WORK ORDER
Among the entries below, copy every line that carries the word "area".

(Collected data)
........

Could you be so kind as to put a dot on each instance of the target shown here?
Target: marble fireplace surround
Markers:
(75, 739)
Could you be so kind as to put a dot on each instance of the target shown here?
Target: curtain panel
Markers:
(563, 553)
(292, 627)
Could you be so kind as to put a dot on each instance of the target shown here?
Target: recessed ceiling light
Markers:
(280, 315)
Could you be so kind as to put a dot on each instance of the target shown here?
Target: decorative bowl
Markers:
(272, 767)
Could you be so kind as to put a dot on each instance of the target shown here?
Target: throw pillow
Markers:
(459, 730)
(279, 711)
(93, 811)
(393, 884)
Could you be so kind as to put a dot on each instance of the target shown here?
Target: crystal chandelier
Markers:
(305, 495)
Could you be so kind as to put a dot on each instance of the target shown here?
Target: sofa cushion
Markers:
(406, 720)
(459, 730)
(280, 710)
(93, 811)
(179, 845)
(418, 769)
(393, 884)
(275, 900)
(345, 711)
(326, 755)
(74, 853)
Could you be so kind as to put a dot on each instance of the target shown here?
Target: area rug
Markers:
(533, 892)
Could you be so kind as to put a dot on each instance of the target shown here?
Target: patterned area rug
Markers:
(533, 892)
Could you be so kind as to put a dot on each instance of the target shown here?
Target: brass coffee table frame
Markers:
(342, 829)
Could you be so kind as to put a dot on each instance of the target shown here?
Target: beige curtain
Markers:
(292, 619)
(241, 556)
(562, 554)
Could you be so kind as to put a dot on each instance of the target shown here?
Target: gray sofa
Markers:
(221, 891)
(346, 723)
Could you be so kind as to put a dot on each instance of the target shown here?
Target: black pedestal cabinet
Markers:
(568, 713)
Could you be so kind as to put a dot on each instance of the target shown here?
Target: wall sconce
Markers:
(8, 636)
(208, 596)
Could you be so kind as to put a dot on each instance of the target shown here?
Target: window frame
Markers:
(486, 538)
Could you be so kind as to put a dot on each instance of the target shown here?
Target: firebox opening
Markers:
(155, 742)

........

EXERCISE ANSWER
Target: area rug
Target: patterned area rug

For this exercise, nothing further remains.